WORK INSTRUCTIONS
Copy the listing from the line with "Where can you see the hill" through the end of the listing, renaming "white house" to "farmhouse" and changing nothing else. Leave out the picture lines.

Excerpts of location labeling data
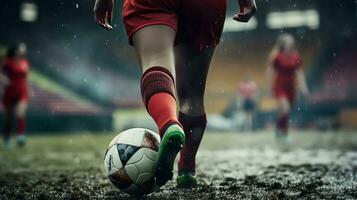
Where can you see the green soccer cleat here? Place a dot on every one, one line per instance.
(170, 145)
(186, 180)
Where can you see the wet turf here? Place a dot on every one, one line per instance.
(230, 166)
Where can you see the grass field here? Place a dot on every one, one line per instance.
(312, 165)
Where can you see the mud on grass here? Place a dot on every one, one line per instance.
(70, 167)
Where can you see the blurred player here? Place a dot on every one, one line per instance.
(14, 75)
(247, 90)
(174, 41)
(285, 76)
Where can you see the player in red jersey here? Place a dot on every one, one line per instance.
(14, 74)
(174, 41)
(285, 76)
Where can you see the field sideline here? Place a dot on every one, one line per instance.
(230, 166)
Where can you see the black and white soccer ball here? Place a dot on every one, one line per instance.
(130, 161)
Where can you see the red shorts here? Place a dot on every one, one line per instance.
(289, 93)
(13, 95)
(197, 22)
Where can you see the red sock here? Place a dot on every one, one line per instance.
(283, 122)
(194, 127)
(158, 92)
(7, 126)
(21, 124)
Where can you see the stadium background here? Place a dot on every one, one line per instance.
(85, 79)
(85, 83)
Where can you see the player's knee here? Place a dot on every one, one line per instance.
(192, 106)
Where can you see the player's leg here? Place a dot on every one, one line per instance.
(8, 120)
(192, 67)
(283, 116)
(20, 112)
(154, 46)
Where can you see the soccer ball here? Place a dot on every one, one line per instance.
(130, 161)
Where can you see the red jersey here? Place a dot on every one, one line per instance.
(16, 72)
(196, 22)
(285, 67)
(248, 89)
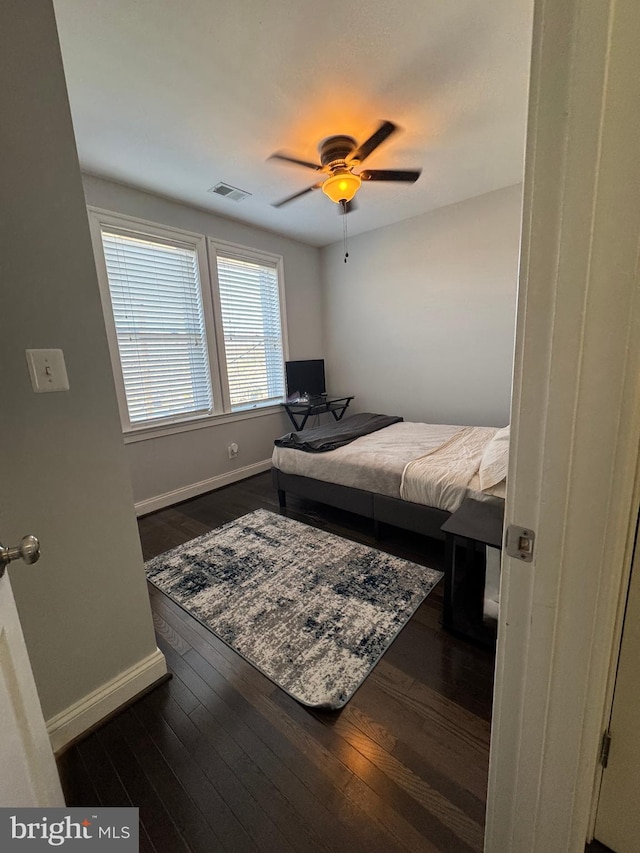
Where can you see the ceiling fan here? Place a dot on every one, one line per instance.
(339, 156)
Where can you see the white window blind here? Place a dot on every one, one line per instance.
(158, 315)
(250, 305)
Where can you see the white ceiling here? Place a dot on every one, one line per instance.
(174, 96)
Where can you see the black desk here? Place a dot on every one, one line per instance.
(303, 409)
(473, 526)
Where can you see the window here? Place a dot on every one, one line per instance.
(250, 308)
(192, 333)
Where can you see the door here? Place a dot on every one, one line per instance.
(618, 818)
(28, 775)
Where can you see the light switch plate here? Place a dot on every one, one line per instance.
(47, 370)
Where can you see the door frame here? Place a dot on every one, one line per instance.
(575, 426)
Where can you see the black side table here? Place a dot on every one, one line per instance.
(299, 412)
(468, 531)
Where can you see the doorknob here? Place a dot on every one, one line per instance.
(28, 550)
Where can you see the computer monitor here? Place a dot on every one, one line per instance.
(305, 377)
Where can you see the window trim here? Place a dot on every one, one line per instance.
(206, 249)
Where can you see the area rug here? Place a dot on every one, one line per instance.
(312, 611)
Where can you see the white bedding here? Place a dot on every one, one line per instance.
(441, 478)
(377, 463)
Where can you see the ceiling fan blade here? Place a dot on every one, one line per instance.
(408, 176)
(287, 159)
(363, 151)
(347, 207)
(296, 195)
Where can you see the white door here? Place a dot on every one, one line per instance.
(28, 775)
(618, 819)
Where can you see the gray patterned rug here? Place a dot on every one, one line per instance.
(312, 611)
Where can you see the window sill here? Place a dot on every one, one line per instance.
(160, 430)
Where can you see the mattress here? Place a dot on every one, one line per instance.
(377, 462)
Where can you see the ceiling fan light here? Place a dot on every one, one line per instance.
(341, 187)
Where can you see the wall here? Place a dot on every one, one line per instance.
(84, 607)
(174, 467)
(420, 321)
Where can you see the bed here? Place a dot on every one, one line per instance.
(411, 475)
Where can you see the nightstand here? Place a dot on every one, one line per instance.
(468, 532)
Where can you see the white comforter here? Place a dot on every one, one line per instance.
(397, 460)
(442, 477)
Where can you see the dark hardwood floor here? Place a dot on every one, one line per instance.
(219, 758)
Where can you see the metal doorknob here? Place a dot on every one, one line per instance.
(28, 550)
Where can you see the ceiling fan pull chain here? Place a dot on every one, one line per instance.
(344, 229)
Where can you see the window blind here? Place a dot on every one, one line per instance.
(159, 321)
(250, 306)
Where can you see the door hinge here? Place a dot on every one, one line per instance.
(605, 746)
(520, 542)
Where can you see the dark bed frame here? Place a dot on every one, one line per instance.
(380, 508)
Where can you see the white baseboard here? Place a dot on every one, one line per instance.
(195, 489)
(80, 717)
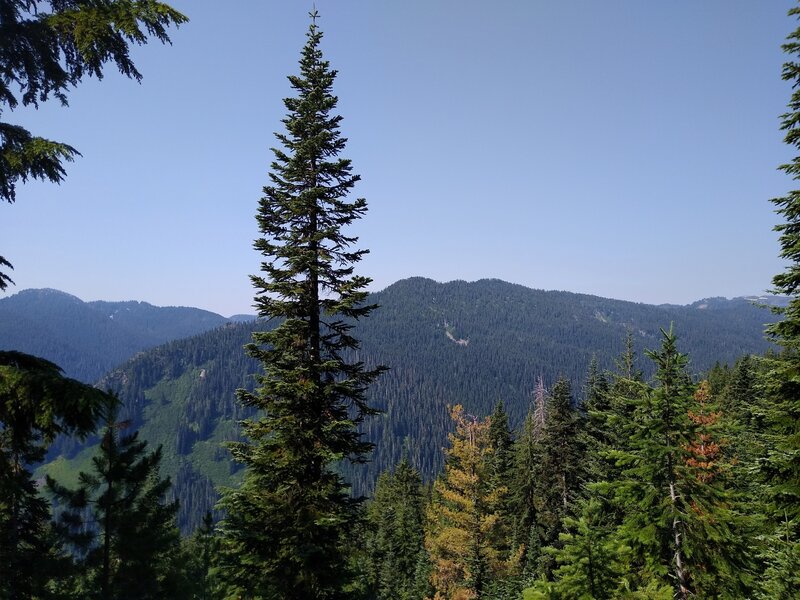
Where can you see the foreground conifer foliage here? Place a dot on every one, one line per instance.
(285, 526)
(678, 487)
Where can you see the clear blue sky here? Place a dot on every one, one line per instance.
(623, 148)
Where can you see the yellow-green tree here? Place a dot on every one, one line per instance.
(462, 517)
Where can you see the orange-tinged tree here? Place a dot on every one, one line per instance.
(462, 518)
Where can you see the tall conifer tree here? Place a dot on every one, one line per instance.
(120, 522)
(285, 526)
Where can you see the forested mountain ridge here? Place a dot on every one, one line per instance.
(87, 339)
(181, 394)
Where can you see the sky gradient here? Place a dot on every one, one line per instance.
(625, 149)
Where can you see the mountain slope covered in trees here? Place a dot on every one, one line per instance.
(87, 339)
(446, 343)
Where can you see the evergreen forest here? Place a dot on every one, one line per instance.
(288, 458)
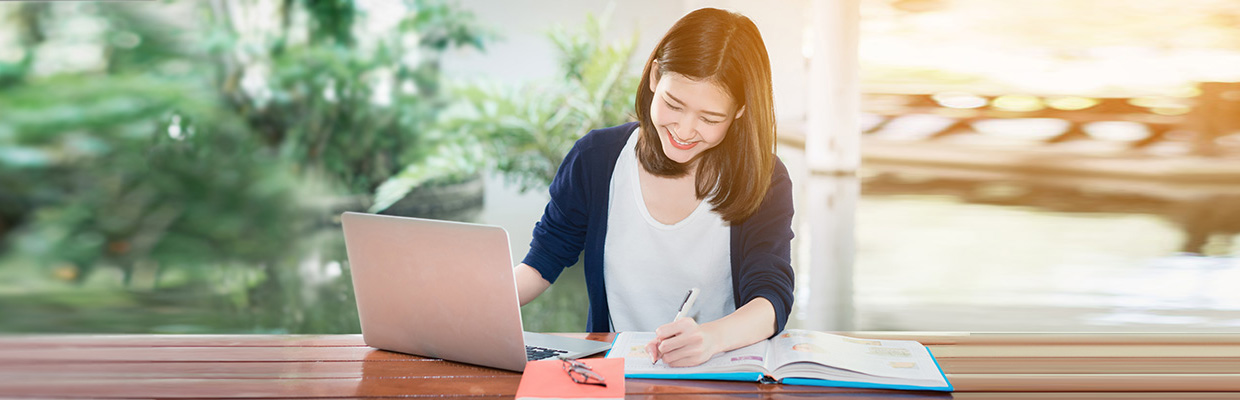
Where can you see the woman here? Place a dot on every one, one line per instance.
(690, 196)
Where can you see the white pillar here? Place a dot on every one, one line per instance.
(832, 150)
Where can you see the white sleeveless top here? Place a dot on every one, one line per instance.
(649, 265)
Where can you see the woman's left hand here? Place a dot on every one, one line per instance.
(682, 343)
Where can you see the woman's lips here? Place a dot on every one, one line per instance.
(677, 144)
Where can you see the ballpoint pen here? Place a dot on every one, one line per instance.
(683, 312)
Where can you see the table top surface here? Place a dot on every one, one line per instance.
(981, 365)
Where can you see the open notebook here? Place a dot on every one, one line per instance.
(799, 357)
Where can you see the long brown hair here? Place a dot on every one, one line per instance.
(724, 48)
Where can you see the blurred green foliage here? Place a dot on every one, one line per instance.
(166, 167)
(176, 166)
(526, 130)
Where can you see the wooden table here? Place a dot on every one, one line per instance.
(981, 365)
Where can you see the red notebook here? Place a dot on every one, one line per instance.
(546, 379)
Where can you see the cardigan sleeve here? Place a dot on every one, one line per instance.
(765, 263)
(559, 237)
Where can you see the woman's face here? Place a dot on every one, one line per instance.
(690, 115)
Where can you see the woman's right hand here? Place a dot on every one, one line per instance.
(530, 282)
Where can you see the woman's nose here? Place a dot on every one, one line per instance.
(687, 128)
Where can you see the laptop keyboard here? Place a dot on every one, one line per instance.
(536, 353)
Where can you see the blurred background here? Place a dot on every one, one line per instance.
(180, 166)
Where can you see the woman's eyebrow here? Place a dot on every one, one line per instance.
(703, 112)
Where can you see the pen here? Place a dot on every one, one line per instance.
(685, 310)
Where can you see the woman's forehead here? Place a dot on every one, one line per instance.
(704, 94)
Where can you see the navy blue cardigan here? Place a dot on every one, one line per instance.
(575, 219)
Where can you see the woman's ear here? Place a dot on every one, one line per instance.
(654, 76)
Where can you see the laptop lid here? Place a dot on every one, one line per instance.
(435, 289)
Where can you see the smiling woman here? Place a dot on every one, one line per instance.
(690, 196)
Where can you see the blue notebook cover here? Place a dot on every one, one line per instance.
(804, 382)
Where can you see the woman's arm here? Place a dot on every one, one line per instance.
(686, 343)
(530, 282)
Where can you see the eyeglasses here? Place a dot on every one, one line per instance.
(582, 373)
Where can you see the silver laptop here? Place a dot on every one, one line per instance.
(444, 290)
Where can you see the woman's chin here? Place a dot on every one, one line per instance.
(677, 155)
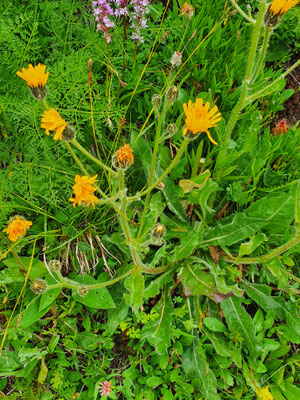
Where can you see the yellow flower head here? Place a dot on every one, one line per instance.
(52, 121)
(279, 7)
(34, 76)
(187, 10)
(199, 118)
(17, 228)
(124, 156)
(264, 394)
(83, 191)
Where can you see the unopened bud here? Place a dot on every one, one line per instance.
(68, 133)
(82, 291)
(156, 101)
(172, 94)
(55, 265)
(176, 59)
(39, 286)
(171, 129)
(158, 231)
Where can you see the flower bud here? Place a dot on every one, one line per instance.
(176, 59)
(171, 129)
(38, 92)
(156, 101)
(68, 133)
(172, 94)
(82, 291)
(39, 286)
(158, 231)
(55, 265)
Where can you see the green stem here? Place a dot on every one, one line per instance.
(263, 51)
(91, 157)
(266, 257)
(241, 102)
(266, 89)
(242, 12)
(167, 171)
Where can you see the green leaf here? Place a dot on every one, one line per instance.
(240, 228)
(96, 298)
(135, 285)
(38, 268)
(154, 381)
(286, 311)
(214, 324)
(196, 369)
(158, 332)
(196, 281)
(188, 243)
(240, 321)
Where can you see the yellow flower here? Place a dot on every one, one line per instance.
(264, 394)
(52, 121)
(199, 118)
(187, 10)
(34, 76)
(83, 191)
(125, 156)
(279, 7)
(17, 228)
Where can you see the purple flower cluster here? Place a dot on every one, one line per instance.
(136, 9)
(102, 10)
(138, 19)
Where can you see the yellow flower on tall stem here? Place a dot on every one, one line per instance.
(52, 121)
(83, 191)
(36, 79)
(199, 118)
(282, 6)
(17, 228)
(124, 156)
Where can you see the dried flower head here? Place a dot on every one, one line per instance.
(17, 227)
(280, 128)
(36, 79)
(276, 9)
(187, 10)
(176, 59)
(172, 94)
(52, 121)
(105, 388)
(83, 191)
(264, 393)
(124, 156)
(39, 286)
(199, 118)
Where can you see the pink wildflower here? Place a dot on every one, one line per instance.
(105, 388)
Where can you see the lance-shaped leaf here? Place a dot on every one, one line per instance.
(158, 332)
(135, 285)
(286, 311)
(196, 368)
(240, 321)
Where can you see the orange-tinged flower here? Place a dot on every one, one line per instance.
(124, 156)
(52, 121)
(17, 228)
(34, 76)
(187, 10)
(200, 119)
(279, 7)
(83, 191)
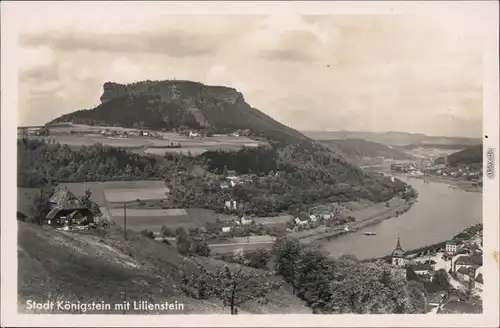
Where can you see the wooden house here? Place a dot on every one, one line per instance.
(68, 210)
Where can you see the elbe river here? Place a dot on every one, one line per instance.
(439, 214)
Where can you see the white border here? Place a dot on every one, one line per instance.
(11, 10)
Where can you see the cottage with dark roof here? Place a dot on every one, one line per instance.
(68, 210)
(398, 255)
(467, 262)
(453, 246)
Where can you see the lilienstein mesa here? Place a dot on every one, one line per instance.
(102, 306)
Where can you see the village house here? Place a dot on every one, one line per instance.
(300, 221)
(67, 210)
(194, 134)
(245, 221)
(478, 280)
(398, 255)
(453, 246)
(467, 262)
(423, 269)
(230, 205)
(466, 273)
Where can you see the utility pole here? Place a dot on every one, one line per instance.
(125, 221)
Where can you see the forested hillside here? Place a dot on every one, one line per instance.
(357, 149)
(467, 156)
(40, 163)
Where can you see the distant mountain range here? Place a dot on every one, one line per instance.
(318, 171)
(393, 138)
(468, 156)
(357, 149)
(174, 104)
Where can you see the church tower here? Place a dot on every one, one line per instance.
(398, 259)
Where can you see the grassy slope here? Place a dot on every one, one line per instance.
(90, 267)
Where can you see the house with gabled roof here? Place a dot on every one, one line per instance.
(467, 262)
(68, 210)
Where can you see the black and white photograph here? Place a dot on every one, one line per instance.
(219, 161)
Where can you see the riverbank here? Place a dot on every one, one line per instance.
(466, 185)
(365, 217)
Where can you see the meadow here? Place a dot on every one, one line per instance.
(120, 191)
(77, 135)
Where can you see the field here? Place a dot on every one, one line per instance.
(83, 135)
(142, 189)
(128, 195)
(154, 219)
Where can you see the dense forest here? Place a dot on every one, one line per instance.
(41, 163)
(346, 285)
(467, 156)
(286, 179)
(172, 104)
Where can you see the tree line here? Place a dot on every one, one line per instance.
(328, 286)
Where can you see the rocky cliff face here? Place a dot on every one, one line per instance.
(171, 104)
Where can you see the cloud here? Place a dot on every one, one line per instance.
(296, 45)
(310, 72)
(174, 43)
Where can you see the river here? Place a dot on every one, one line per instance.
(439, 214)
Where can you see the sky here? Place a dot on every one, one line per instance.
(413, 73)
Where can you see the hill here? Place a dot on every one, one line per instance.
(95, 267)
(468, 156)
(174, 104)
(392, 138)
(358, 149)
(293, 172)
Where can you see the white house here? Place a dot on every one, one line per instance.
(300, 222)
(193, 134)
(422, 269)
(230, 204)
(245, 221)
(466, 262)
(466, 273)
(453, 246)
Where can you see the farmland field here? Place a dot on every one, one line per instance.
(176, 212)
(154, 219)
(185, 151)
(273, 220)
(128, 195)
(99, 188)
(84, 135)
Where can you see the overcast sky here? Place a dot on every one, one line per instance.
(365, 73)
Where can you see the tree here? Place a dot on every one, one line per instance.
(235, 286)
(411, 275)
(183, 242)
(441, 280)
(41, 205)
(286, 251)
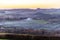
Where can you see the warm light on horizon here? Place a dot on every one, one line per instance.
(29, 4)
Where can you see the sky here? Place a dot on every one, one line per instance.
(29, 4)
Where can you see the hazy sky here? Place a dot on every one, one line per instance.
(29, 3)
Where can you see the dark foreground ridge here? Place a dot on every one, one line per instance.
(11, 36)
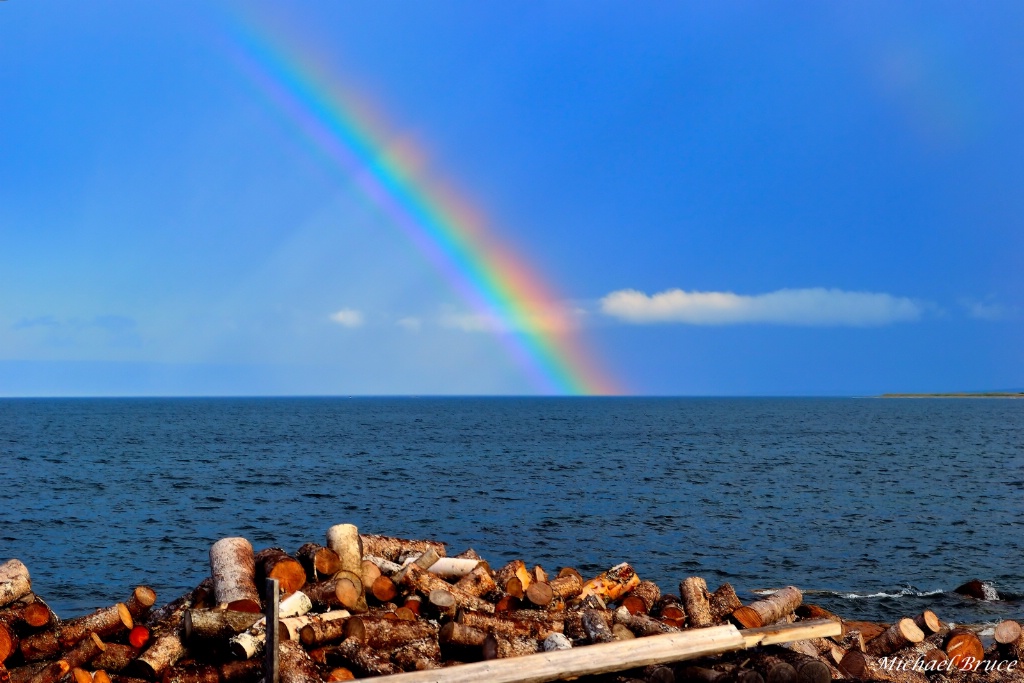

TASK ANSWER
Where can you see the hill here? Place a dot on every one, one line per instance.
(95, 267)
(468, 156)
(174, 104)
(392, 138)
(358, 149)
(293, 172)
Where can you see the farmhouse here? Place a dot on every one, one line per instance.
(300, 222)
(193, 134)
(422, 269)
(230, 204)
(245, 221)
(466, 262)
(466, 273)
(453, 246)
Where can you see the farmland field here? Place a dot on every one, one line per instance.
(176, 212)
(154, 219)
(185, 151)
(273, 220)
(128, 195)
(99, 188)
(84, 135)
Where can you see the overcast sky here? Place a dot on every one, one line per instance.
(365, 73)
Where can you see the tree here? Place a dot on every one, one line per instance.
(235, 286)
(411, 275)
(183, 242)
(441, 280)
(41, 205)
(286, 251)
Where can you see the warm light on horizon here? Place a dot on every one, one line per instance.
(29, 4)
Where can you see the sky here? Place a dot on every one, one line per instance.
(29, 4)
Where can you see the hazy sky here? Place a dot on every one, one line per instance.
(29, 3)
Where can you see the dark foreground ridge here? Place a dot on every one, one line per instance.
(11, 36)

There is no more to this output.